▸ Task description: Rewrite the part of the essay on avocado toast and Indigenous millennial resistance starting with "I am originally" and going on through "resistor of colonialism.", swapping "coffee shop" for "bakery".

▸ Text section:
On avocado toast and the Indigenous millennial resistance
'There are so many things I want to write about — and so many I feel I am not allowed to'
Hi there. My name is Frances Koncan. I identify as follows: Anishinaabe, Slovene, sorta Canadian-ish, a millennial and a self-appointed Knowledge Keeper of Western Popular Culture.
I am originally from Couchiching First Nation, on Treaty 3 land, and I have seen every single movie Keanu Reeves has ever made. I eat avocado toast at least twice a week at my favourite Winnipeg coffee shop, and the only house I own is the the complete DVD collection of the TV series starring Hugh Laurie. I am a writer, a Taurus, a dog mom and a resistor of colonialism.
As an Indigenous writer, you are allowed to write about anything you want as long as it is about poverty. Poverty in the city! Poverty on the Rez! How can we solve poverty? Poverty awareness!
My personal experience with poverty is that I have none. I grew up on the mean streets of suburban Winnipeg. I had my fair share of micro-aggressions to navigate, but there was food on the table and a safe, middle-class normalcy. Poverty was not my experience to live — and it is not my story to share.
As an Indigenous writer, you are allowed to write about anything you want as long as it is about poverty.- Frances Koncan, writer
With that subject off-limits, I'm often left wondering if I have anything to contribute as a writer. People are so conditioned to expect and anticipate the Indigenous poverty narrative that they have trouble viewing us through any other lens. They don't understand that our similarities are so much stronger than our differences. That when they wept for Harambe, so did I. That when Taylor sang to all her haters that she was just going to "shake it off," I too contacted my haters and shook them all off.
While it would be enormously detrimental to ignore the issue of poverty amongst Canada's Indigenous communities, if you read any comments section on any article, it's clear that awareness is not enough to change people's minds and engage their empathy. So what's an Ojibwe writer to do? How do we resist? How do we...whatever the verb form of resilience is? Resile?
There are so many things I want to write about, and so many things I am afraid to, and so many I feel I am not allowed to. I want to talk about the toxicity of Canada's cultural landscape and how it sets Indigenous people up for failure. I want to talk about how excited I am for the new season of Game of Thrones. I want to talk about the intergenerational trauma of residential school, and how I struggle with its resonance across time every day of my life. I want to talk about fashion. I want to talk about the link between racism and environmental destruction. I want to talk about Lorde's latest album, and most importantly, I want to talk about how I asked Josh Groban out on Twitter and he never replied. I've had bigger celebrities reply to a lot less, Josh. How dare you. Huge mistake, pal.

▸ Data:
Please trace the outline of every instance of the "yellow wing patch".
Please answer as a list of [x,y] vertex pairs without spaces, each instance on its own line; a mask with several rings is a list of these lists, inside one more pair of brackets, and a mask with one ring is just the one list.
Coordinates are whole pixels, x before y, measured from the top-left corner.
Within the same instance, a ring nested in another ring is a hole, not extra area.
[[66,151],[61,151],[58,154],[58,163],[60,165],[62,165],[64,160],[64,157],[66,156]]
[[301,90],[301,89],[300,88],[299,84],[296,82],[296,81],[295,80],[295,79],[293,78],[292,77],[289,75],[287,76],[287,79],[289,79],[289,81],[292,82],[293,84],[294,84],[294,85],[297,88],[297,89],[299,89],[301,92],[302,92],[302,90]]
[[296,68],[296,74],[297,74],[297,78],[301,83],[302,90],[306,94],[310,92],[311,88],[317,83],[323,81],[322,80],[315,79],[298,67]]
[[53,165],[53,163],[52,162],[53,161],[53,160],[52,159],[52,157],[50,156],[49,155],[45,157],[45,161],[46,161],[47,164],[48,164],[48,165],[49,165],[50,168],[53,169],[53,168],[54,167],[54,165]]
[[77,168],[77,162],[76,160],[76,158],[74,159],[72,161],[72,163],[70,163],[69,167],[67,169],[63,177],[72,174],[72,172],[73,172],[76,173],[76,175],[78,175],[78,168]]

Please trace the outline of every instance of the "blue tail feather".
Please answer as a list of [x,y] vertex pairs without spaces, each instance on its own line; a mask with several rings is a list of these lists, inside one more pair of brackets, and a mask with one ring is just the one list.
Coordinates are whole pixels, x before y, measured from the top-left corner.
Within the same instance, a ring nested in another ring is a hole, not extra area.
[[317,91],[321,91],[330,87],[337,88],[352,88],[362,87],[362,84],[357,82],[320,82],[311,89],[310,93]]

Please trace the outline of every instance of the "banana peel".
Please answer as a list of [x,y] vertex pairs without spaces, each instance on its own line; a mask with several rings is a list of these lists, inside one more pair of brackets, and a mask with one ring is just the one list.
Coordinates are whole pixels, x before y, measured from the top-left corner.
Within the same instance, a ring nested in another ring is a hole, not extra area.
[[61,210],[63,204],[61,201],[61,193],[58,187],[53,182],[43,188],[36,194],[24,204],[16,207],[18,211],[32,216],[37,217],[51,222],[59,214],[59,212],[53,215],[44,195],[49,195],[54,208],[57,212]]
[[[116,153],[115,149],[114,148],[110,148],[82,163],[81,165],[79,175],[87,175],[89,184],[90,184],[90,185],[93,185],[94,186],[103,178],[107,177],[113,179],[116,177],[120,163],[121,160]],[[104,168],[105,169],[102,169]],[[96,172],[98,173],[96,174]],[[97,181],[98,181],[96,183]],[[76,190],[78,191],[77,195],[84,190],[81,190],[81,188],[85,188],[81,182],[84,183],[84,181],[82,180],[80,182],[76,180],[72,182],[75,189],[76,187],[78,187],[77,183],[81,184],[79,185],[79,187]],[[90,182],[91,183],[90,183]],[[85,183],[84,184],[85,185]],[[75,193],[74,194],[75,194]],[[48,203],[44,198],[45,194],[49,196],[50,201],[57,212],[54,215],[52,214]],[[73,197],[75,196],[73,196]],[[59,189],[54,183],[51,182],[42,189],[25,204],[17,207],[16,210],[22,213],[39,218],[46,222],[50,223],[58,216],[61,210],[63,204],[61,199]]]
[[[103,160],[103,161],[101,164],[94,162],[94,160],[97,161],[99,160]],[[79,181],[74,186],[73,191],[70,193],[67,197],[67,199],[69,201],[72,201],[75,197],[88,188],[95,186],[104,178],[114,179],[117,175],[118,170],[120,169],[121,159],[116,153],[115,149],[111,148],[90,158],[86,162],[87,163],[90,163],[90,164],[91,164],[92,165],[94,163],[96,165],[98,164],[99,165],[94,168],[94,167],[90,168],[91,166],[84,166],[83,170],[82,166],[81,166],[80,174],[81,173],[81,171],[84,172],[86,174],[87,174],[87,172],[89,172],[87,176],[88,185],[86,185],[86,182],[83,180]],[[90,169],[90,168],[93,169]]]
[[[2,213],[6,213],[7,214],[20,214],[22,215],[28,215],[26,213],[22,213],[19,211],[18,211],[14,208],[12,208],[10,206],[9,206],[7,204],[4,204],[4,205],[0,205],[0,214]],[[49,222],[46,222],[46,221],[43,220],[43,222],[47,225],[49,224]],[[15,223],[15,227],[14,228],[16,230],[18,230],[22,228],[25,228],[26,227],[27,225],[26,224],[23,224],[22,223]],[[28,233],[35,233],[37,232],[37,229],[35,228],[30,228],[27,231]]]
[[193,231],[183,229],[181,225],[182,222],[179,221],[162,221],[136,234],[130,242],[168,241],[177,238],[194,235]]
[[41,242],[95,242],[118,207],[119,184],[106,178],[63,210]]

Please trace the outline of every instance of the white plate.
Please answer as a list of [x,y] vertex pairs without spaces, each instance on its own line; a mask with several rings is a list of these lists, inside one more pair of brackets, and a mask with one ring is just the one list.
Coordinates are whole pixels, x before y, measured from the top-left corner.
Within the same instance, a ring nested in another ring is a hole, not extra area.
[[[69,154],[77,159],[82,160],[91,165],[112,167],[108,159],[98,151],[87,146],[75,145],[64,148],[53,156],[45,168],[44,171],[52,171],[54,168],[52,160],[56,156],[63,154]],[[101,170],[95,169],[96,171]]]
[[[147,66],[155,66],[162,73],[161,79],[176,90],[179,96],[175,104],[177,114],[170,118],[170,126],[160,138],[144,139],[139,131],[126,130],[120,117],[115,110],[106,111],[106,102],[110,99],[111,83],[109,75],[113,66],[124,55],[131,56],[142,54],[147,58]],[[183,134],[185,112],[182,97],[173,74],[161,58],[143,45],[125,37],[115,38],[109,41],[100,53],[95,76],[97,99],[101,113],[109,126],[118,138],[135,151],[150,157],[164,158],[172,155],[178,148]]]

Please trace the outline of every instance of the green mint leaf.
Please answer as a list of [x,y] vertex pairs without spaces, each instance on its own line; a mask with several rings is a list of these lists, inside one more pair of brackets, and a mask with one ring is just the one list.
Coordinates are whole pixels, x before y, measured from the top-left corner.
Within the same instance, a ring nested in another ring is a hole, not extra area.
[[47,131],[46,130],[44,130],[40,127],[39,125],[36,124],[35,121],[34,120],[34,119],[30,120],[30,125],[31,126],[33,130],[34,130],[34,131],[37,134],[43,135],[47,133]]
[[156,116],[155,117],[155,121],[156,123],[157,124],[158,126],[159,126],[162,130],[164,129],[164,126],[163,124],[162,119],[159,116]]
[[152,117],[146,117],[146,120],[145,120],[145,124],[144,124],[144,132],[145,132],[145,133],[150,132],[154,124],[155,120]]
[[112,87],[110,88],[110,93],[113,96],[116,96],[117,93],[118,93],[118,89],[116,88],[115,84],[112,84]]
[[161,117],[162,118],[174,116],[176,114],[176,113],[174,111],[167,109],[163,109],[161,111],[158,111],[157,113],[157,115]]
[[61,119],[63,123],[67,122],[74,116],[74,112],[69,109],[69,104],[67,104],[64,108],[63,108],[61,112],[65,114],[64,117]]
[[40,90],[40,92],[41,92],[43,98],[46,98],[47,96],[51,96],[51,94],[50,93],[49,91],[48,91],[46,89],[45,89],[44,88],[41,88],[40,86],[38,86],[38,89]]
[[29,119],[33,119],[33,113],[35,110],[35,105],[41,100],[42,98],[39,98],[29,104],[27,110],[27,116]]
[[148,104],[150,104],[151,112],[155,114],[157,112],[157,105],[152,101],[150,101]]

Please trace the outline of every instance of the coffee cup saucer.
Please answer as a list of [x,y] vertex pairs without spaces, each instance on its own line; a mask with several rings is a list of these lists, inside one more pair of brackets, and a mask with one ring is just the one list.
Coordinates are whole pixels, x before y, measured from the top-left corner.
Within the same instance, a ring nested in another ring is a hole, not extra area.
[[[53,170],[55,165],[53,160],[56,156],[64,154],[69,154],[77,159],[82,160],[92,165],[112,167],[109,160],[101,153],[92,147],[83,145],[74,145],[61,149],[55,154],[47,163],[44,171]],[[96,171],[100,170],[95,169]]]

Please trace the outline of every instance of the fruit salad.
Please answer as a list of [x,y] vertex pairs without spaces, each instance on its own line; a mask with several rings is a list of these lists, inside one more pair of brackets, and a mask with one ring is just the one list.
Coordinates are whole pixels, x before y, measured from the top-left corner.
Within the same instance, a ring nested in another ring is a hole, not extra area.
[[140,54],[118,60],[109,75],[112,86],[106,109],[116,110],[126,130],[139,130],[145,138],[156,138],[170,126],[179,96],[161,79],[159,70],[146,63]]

▸ Result for this task:
I am originally from Couchiching First Nation, on Treaty 3 land, and I have seen every single movie Keanu Reeves has ever made. I eat avocado toast at least twice a week at my favourite Winnipeg bakery, and the only house I own is the the complete DVD collection of the TV series starring Hugh Laurie. I am a writer, a Taurus, a dog mom and a resistor of colonialism.